◆ **Exercise brief**:
In the entries below, spot each line with the word "watermelon" and copy it.

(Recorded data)
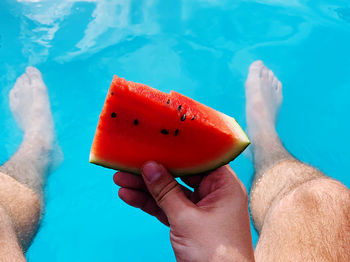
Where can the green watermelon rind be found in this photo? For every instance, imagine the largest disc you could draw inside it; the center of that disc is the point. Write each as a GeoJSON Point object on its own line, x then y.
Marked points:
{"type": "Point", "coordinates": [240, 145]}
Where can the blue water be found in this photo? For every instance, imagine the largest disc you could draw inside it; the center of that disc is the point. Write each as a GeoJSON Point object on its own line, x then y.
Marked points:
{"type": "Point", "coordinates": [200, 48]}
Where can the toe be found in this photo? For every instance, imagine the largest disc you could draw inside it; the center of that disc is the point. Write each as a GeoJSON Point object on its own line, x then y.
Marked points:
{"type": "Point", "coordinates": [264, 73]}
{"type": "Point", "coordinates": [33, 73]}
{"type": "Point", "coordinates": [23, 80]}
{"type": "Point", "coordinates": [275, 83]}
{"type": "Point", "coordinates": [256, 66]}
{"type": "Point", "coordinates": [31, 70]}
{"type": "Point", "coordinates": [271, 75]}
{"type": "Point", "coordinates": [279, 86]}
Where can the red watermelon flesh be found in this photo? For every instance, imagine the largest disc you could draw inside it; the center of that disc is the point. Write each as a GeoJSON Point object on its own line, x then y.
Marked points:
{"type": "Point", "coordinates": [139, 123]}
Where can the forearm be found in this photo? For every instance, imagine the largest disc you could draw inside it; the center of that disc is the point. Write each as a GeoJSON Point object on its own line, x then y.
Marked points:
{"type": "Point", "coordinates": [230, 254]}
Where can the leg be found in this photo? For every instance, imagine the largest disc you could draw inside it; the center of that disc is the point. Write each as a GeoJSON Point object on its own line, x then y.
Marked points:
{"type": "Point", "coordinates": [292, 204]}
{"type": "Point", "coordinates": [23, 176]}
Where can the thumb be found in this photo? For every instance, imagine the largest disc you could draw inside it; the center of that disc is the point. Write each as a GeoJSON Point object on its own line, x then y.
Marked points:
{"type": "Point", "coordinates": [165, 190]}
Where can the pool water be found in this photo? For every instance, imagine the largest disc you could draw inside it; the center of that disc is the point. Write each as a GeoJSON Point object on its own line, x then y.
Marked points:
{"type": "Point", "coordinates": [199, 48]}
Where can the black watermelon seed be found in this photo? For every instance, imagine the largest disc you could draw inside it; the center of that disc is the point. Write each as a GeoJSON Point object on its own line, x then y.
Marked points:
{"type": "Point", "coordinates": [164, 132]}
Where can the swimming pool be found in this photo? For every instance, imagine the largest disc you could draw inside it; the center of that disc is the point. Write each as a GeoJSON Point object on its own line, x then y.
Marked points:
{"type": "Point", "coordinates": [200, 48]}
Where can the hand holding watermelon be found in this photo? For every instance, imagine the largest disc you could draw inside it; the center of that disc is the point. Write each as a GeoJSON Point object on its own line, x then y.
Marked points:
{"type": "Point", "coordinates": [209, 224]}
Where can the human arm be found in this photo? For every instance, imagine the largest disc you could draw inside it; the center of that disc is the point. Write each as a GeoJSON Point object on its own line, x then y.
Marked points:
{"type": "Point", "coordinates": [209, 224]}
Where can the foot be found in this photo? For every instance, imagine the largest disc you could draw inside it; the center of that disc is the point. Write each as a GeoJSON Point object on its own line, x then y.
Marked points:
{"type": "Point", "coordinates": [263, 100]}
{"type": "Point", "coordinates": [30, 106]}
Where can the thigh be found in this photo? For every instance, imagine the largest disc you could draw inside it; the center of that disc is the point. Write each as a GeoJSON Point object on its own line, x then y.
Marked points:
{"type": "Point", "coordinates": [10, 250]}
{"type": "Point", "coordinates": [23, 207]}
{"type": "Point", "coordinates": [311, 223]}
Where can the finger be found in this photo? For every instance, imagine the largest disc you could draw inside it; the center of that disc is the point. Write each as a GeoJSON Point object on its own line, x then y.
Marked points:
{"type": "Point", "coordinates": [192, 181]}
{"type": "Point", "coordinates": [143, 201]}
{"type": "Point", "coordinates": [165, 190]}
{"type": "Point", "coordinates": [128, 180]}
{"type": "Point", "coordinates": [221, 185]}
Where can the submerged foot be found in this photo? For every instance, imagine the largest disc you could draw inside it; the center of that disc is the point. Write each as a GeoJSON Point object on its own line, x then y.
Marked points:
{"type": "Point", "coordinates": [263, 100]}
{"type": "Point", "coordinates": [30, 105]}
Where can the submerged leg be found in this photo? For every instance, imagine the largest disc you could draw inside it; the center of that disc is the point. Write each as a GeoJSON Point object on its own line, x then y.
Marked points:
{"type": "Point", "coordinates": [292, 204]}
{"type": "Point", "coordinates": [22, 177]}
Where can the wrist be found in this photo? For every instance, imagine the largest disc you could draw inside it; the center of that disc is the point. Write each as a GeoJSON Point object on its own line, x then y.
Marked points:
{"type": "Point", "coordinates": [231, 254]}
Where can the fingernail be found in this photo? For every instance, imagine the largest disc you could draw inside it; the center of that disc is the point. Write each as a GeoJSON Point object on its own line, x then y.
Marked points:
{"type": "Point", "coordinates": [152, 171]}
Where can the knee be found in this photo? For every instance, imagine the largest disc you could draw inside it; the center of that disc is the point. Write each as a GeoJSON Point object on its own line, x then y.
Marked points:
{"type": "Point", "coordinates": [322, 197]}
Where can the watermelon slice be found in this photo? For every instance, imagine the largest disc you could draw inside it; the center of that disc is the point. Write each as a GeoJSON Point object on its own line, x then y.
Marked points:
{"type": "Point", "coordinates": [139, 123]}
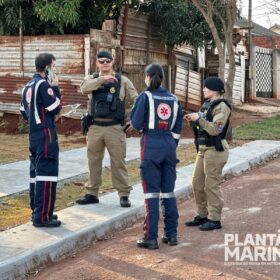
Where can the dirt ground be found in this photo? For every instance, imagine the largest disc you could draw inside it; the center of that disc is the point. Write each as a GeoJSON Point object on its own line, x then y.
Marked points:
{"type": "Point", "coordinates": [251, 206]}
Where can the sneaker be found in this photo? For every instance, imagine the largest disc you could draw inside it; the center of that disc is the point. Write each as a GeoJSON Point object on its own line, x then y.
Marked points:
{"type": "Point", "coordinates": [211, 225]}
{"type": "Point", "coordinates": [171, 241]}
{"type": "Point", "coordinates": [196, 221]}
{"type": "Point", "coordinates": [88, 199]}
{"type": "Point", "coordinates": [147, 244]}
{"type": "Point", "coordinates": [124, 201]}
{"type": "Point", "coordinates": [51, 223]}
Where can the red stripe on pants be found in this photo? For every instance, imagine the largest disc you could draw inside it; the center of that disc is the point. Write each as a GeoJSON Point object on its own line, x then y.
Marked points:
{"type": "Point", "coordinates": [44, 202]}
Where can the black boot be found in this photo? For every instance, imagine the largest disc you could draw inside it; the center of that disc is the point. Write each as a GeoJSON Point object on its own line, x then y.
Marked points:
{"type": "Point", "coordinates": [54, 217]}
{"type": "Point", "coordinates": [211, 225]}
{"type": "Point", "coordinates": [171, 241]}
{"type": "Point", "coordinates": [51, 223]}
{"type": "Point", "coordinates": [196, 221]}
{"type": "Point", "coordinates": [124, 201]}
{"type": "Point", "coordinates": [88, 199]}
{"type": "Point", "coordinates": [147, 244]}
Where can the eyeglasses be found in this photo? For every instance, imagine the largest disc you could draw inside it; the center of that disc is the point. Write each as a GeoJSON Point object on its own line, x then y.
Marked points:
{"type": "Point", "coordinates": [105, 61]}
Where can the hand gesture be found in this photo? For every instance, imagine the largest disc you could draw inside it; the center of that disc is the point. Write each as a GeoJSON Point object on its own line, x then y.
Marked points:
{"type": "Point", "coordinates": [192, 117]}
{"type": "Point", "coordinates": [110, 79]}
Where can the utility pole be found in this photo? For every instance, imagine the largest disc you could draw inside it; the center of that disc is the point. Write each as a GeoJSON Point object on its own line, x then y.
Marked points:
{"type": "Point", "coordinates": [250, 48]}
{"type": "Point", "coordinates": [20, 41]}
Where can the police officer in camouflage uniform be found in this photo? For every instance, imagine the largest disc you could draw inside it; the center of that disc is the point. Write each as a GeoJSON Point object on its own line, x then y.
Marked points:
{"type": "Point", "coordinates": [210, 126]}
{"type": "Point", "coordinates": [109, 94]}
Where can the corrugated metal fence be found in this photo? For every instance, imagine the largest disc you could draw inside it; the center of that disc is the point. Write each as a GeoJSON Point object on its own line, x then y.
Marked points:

◆ **Output**:
Where can the green watermelon rind be found in this photo? For every instance, imagine the largest disc you could draw inside it; the center of that disc is the point. Write each as a GeoJSON Point object on its own line, x then y.
Where can the red watermelon flesh be found in this photo? For every instance, imagine the largest disc you could draw inside it; the center of that disc is the point. Write each as a GeoJSON Point object on its own line, x then y.
Where can the black watermelon seed be found in this photo? For every instance, imagine the largest disc you could draw inside it; the center of that disc is the point. Write each as a GeoJSON Point object on its own line, x then y.
Where can the hand holding watermelon be found in this photo? For every instance, imagine the largest disc you could draw inside it; the center of that disc is the point. Write each as a GeoJSON Point object on its own line, x then y.
Where can the watermelon slice be found in this photo? For every instance, imagine the largest disc you could draw inside it; the center of that disc is the point. Write each as a GeoJSON Point object on its own line, x then y.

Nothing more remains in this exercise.